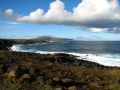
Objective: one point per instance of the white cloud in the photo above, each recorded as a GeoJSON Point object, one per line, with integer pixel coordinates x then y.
{"type": "Point", "coordinates": [9, 12]}
{"type": "Point", "coordinates": [98, 30]}
{"type": "Point", "coordinates": [96, 14]}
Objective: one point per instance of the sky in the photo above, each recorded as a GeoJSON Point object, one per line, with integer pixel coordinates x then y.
{"type": "Point", "coordinates": [87, 20]}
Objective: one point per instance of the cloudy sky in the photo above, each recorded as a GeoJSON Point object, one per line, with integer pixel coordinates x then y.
{"type": "Point", "coordinates": [77, 19]}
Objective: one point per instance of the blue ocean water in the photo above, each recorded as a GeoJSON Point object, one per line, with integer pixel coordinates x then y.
{"type": "Point", "coordinates": [103, 52]}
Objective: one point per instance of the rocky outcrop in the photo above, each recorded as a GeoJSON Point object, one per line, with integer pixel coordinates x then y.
{"type": "Point", "coordinates": [26, 71]}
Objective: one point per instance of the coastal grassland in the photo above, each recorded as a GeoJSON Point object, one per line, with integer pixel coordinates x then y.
{"type": "Point", "coordinates": [30, 71]}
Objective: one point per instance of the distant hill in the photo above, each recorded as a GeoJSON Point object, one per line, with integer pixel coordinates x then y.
{"type": "Point", "coordinates": [5, 43]}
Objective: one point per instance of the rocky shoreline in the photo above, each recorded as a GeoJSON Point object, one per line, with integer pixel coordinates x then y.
{"type": "Point", "coordinates": [32, 71]}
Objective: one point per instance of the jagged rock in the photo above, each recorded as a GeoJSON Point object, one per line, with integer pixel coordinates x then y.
{"type": "Point", "coordinates": [58, 88]}
{"type": "Point", "coordinates": [57, 79]}
{"type": "Point", "coordinates": [40, 79]}
{"type": "Point", "coordinates": [25, 77]}
{"type": "Point", "coordinates": [65, 80]}
{"type": "Point", "coordinates": [72, 88]}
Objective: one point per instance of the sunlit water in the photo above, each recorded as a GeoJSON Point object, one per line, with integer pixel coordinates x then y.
{"type": "Point", "coordinates": [105, 53]}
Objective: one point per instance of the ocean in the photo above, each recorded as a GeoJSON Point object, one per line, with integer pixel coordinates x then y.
{"type": "Point", "coordinates": [103, 52]}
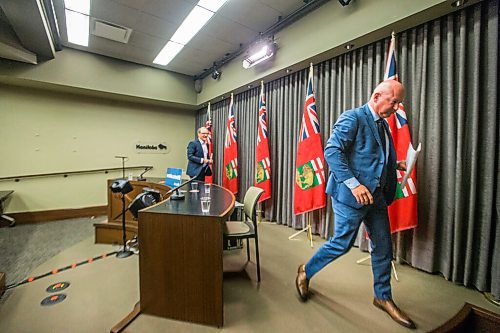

— WHAT THIS TASK INVOLVES —
Only the lines from the one containing "Objective: one point per instance of the ocean" through the last line of the entries above, both included, belong in the answer, written out exactly; pictures do not.

— RESULT OF THIS TASK —
Objective: one point per instance of the ocean in the photo above, each recorded as a GeoJSON Point object, one per line, with integer pixel coordinates x then y.
{"type": "Point", "coordinates": [103, 52]}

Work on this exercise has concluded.